● TO DO:
Would you reproduce exactly the lines below from the one holding "Where can the floral" through the one holding "Target: zebra balloon head", inclusive, and no others?

● Collected data:

■ ■ ■ ■ ■ ■ ■

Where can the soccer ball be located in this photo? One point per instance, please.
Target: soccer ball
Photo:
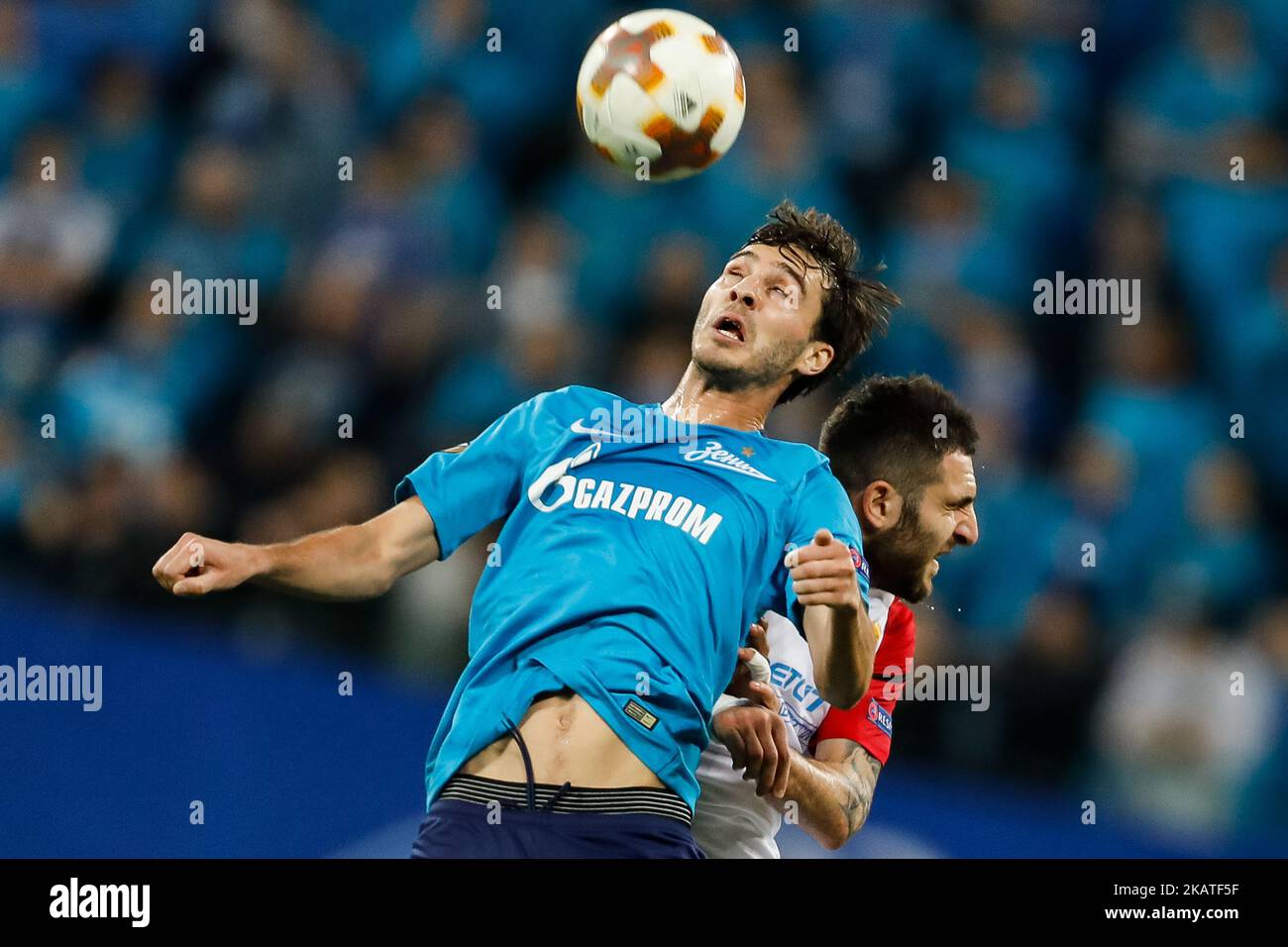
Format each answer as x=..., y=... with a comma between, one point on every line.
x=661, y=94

■ ■ ■ ■ ■ ■ ■

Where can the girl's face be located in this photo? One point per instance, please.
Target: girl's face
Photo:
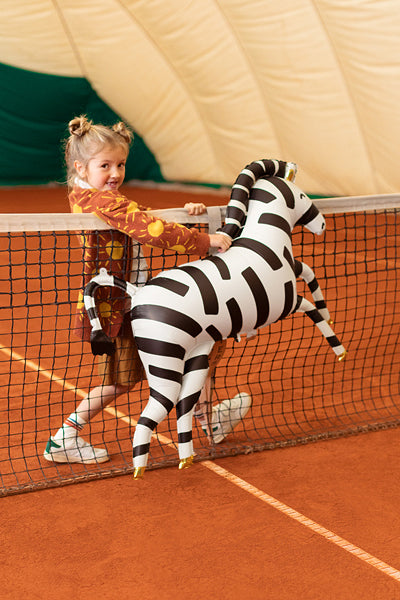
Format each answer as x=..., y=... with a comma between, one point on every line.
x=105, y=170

■ ■ ■ ■ ■ ■ ■

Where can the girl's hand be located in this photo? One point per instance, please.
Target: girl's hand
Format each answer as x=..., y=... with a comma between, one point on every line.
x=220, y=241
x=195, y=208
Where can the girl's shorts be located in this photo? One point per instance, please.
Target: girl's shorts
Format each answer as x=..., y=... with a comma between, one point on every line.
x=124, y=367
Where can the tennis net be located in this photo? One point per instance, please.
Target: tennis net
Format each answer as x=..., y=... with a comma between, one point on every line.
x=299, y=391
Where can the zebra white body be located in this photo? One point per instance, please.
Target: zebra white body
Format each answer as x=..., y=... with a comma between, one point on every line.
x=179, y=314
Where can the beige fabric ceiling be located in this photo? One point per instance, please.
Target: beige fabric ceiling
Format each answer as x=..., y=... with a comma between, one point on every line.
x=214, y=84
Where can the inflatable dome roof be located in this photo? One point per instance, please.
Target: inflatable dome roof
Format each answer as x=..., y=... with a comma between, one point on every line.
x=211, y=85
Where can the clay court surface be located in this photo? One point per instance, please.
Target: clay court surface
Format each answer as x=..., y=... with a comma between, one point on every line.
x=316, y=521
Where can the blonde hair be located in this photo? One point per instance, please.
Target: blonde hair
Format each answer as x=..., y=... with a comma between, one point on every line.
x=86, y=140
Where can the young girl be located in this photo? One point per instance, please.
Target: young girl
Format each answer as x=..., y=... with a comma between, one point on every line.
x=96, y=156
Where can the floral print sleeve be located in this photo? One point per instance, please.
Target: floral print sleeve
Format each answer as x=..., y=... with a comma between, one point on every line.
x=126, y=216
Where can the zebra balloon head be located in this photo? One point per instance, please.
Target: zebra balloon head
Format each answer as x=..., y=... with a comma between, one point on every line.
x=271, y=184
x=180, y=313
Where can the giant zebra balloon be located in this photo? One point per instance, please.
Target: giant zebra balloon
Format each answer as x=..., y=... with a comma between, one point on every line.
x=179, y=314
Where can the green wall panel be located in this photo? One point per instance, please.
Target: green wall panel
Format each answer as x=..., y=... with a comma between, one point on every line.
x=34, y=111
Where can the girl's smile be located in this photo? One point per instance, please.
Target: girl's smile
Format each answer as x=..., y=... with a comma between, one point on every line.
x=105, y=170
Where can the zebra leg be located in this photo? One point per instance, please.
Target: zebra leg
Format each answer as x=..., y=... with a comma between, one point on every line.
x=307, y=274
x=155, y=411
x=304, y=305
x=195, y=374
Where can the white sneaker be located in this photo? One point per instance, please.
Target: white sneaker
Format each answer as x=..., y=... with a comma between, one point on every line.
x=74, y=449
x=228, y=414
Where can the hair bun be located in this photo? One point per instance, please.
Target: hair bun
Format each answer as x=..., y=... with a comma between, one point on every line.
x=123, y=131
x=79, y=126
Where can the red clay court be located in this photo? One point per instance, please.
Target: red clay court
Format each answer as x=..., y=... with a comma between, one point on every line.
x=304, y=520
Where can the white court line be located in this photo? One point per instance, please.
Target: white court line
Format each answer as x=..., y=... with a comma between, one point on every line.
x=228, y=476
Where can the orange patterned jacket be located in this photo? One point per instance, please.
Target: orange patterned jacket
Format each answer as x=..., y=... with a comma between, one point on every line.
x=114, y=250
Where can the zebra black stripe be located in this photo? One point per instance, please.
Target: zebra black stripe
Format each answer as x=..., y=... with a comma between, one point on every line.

■ ■ ■ ■ ■ ■ ■

● WRITTEN REPLY:
Where can the floral print sleeve be located in this photo? One point per instance, please.
Target: floral print sleeve
Format each answer as x=..., y=... with a comma between, one point on every line.
x=126, y=216
Where can the zebra balloon head be located in this photo? One point per instance, please.
Target: zebra balloon head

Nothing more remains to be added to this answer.